*PASSAGE*
▬▬▬▬▬▬

# Let see some SARATOGA'S



## Diggin4Togas

I will start off with these two. Both are quart Congress & Empire, "C" and "E" variants.
 Randy


----------



## Diggin4Togas

Another pic.


----------



## Bottleworm

Man those are AWESOME! I have never seen an amber one of those! I have always thougt those were cool but just not really the bottles I collect but they are schweet!


----------



## epackage

Beautiful pics Randy and nice to see dinner in the background...[]


----------



## Diggin4Togas

Here's a couple more.


----------



## Diggin4Togas

Another.


----------



## Diggin4Togas

Eureka Spring.


----------



## epackage

That Eureka is killer....I picked up a pint Geyser to go with my quart, so that made me happy.[]


----------



## Diggin4Togas

Thanks Jim, I am going to try and add a couple of pics  on this thread every day. I started this to try and get others to post pics of their SARATOGA'S.  Do you think I should move this thread to a different forum?

▬▬▬▬▬▬

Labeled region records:
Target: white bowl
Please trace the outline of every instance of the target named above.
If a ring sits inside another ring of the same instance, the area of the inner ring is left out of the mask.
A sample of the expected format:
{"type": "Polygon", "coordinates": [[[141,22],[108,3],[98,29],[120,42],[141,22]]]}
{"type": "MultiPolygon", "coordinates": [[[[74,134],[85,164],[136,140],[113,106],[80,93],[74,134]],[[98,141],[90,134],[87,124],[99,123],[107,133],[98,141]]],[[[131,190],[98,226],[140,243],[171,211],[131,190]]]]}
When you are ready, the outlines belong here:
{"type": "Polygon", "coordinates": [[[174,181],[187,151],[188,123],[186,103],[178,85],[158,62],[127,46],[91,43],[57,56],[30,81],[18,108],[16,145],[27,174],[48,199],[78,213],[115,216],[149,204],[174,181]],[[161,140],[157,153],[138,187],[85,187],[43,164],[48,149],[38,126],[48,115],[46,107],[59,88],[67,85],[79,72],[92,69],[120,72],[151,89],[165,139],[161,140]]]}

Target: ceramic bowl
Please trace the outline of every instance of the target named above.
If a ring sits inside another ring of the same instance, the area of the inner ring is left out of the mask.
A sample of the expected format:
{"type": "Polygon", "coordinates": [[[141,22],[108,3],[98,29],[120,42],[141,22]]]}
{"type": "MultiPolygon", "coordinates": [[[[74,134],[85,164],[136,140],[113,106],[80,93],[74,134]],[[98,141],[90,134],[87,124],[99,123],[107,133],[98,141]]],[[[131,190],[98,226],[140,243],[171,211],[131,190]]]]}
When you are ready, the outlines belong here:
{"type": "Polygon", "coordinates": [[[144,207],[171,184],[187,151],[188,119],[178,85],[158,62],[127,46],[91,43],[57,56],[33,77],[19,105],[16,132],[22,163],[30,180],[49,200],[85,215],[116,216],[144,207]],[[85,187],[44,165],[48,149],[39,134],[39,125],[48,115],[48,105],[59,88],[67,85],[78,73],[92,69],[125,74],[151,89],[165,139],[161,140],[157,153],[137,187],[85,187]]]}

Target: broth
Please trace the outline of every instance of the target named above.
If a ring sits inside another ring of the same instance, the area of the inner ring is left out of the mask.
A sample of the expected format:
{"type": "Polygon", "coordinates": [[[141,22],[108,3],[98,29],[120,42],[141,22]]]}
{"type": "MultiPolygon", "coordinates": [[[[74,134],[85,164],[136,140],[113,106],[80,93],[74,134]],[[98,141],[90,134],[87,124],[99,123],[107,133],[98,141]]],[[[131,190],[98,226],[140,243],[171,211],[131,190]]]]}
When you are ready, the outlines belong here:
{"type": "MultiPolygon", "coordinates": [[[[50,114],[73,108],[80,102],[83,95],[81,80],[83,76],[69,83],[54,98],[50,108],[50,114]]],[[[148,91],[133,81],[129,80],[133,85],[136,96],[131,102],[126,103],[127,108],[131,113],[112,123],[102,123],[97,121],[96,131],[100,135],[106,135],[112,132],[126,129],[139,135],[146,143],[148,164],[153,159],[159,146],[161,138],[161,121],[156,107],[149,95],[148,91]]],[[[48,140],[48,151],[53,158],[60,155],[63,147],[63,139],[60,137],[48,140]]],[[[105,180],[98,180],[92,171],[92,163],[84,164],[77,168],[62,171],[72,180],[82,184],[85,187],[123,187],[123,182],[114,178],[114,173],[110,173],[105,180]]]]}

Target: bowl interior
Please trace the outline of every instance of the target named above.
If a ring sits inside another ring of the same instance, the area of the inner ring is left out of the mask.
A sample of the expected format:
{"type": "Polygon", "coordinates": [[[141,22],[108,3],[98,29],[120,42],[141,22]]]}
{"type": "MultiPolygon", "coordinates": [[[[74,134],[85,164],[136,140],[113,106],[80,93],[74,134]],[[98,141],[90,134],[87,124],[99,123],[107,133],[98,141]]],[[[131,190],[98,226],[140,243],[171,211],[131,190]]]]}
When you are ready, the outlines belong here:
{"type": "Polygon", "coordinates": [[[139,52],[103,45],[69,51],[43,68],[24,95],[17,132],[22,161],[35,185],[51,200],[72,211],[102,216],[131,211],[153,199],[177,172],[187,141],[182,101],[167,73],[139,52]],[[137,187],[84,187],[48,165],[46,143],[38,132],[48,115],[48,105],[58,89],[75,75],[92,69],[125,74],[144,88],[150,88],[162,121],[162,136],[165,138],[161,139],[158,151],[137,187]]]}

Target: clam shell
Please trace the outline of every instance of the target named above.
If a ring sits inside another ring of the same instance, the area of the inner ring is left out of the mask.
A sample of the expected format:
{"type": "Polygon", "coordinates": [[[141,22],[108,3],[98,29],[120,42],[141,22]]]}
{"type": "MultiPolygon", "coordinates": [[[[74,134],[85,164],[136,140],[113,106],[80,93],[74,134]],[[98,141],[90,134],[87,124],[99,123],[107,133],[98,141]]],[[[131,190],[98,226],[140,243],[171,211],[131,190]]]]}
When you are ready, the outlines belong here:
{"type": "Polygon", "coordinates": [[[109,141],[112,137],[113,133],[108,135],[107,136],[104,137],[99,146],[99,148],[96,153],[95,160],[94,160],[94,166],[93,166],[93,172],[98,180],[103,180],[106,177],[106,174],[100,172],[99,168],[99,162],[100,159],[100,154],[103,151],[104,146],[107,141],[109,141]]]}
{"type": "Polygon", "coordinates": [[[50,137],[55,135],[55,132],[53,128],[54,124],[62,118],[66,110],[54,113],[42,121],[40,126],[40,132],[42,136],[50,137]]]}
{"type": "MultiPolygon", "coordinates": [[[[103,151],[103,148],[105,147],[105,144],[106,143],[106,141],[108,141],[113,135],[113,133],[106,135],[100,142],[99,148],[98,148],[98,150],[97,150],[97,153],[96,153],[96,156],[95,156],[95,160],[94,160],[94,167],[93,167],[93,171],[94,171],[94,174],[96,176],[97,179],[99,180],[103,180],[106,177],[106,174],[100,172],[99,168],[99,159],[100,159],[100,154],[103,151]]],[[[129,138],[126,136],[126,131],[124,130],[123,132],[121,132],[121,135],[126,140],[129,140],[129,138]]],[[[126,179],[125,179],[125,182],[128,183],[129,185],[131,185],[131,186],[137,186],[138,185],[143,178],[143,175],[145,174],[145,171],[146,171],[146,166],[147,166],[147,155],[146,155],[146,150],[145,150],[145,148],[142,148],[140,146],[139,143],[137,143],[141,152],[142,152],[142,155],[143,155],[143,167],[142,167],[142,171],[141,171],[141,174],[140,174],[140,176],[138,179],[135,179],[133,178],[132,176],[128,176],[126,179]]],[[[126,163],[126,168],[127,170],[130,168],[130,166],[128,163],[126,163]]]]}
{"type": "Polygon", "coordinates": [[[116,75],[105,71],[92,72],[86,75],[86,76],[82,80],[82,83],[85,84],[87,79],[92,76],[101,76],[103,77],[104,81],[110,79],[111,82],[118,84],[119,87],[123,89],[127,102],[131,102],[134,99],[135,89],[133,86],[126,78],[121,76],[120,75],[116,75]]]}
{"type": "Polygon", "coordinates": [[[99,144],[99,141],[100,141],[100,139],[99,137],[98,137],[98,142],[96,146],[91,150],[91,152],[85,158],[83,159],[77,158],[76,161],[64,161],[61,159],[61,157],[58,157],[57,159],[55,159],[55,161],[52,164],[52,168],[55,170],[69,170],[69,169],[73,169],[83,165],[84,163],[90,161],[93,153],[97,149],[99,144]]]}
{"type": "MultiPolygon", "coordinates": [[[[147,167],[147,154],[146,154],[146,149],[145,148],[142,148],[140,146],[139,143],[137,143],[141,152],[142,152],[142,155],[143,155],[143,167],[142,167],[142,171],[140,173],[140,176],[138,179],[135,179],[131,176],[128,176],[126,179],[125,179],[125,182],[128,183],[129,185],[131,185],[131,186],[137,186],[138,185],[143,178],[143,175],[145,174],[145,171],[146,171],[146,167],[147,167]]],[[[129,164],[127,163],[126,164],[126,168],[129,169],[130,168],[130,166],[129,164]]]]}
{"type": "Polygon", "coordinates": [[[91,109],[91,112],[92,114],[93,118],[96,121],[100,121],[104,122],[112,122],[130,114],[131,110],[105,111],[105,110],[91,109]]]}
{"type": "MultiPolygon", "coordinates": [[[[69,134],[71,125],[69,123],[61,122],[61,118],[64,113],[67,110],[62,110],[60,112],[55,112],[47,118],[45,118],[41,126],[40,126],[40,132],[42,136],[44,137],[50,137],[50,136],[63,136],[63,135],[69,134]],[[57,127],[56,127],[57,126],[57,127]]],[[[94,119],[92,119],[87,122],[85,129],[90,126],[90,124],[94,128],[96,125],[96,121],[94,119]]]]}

▬▬▬▬▬▬

*EXERCISE SET*
[a] Rewrite the part of the Saratoga bottle thread starting at "Thanks Jim, I" and ending at "a different forum?", replacing "forum" with "board".
[b] Answer these questions from the Saratoga bottle thread:
(i) What size are the two Congress & Empire bottles in the first post?
(ii) What did epackage pick up to go with a quart?
(iii) Which spring is named in a one-line post by Diggin4Togas?
[c] List every distinct username that appears as a post author in the Saratoga bottle thread.
Base your answers on the Saratoga bottle thread alone.

*OUTPUTS FOR THE TASKS*
[a]
Thanks Jim, I am going to try and add a couple of pics  on this thread every day. I started this to try and get others to post pics of their SARATOGA'S.  Do you think I should move this thread to a different board?

[b]
(i) Quart.
(ii) A pint Geyser.
(iii) Eureka Spring.

[c]
Diggin4Togas
Bottleworm
epackage